Source data:
□ □ □

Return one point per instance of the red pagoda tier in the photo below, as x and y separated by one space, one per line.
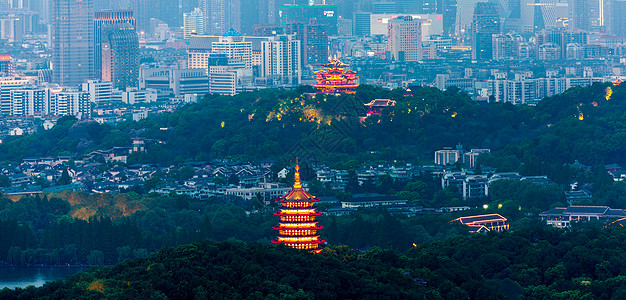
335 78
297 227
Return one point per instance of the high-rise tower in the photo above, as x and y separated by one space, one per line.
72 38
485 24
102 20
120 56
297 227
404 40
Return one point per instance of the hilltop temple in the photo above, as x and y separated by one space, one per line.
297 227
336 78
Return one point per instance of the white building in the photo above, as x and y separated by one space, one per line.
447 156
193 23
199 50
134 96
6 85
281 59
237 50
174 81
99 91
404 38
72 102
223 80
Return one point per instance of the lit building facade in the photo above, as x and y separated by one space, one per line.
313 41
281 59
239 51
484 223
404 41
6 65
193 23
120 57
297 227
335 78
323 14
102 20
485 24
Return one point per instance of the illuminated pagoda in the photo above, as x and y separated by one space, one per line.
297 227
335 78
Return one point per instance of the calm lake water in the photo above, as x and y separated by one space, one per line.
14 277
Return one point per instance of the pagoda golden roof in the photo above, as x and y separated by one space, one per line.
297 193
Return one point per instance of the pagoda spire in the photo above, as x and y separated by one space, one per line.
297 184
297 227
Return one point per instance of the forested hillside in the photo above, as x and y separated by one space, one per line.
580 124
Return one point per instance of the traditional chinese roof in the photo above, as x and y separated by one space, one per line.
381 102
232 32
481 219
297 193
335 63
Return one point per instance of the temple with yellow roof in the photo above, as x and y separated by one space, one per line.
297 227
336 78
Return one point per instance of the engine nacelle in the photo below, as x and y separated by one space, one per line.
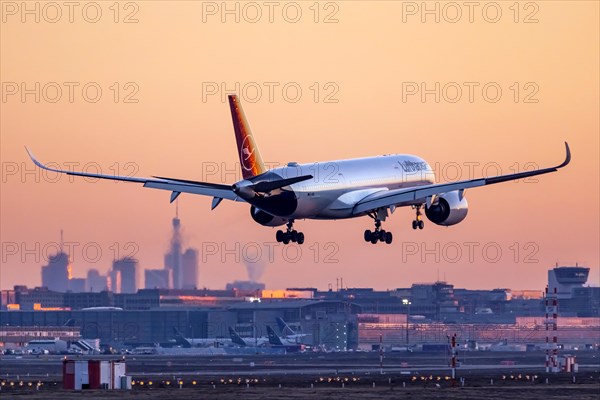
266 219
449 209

□ □ □

### WHAT THIS TASK INVOLVES
Render all of the source data above as a numbered list with one entry per line, skipping blank lines and omitting the pictures.

### WRITTEN ANSWER
1. Return one point per instance of the red pagoda tier in the photo below, as x and y separated by one space, one per line.
2. 335 78
3. 297 227
4. Return one point per instance of the high-rise tower in the photo above, as x and y separated by one space, one per line.
5. 72 38
6. 485 24
7. 102 20
8. 120 56
9. 297 227
10. 404 40
11. Return one point per instance of the hilltop temple in the photo above, as x and y separated by one space, one per line.
12. 297 227
13. 336 78
14. Return one point per instance of the white building in the photo above, as x and y separated by one space, one per line.
15. 447 156
16. 193 23
17. 199 50
18. 134 96
19. 6 85
20. 281 59
21. 237 50
22. 174 81
23. 99 91
24. 404 38
25. 72 102
26. 223 80
27. Return one point per instance of the lit building facade in the photo above, as x and y separated by one space, one per line.
28. 313 41
29. 281 59
30. 239 51
31. 484 223
32. 404 41
33. 6 65
34. 193 23
35. 120 57
36. 297 227
37. 335 78
38. 323 14
39. 102 20
40. 485 24
41. Return one point per instance of the illuminated pagoda in the photo above, as x and y separated by one space, one per line.
42. 297 227
43. 335 78
44. Return one point per instance of the calm lake water in the photo above, as x and y separated by one space, one per line.
45. 14 277
46. Return one point per instance of the pagoda golden roof in the photo above, as x and y separated by one space, one per line.
47. 297 193
48. Return one point per instance of the pagoda spire in the photo above, as x and y separated by one space, one per line.
49. 297 184
50. 297 227
51. Return one point per instance of the forested hillside in the photo above, as x and y separated by one space, one per line.
52. 580 124
53. Return one point per instance of the traditional chinese roof in the photo above, as x and y separated by one space, one per line.
54. 381 102
55. 232 32
56. 481 219
57. 297 193
58. 335 63
59. Return one point per instance of the temple with yellow roof in the photo above, as x and y separated by one space, one per line.
60. 297 227
61. 336 78
62. Return one point per instance of the engine nacelle in the photo below, as x and y separated by one space, one per line.
63. 266 219
64. 449 209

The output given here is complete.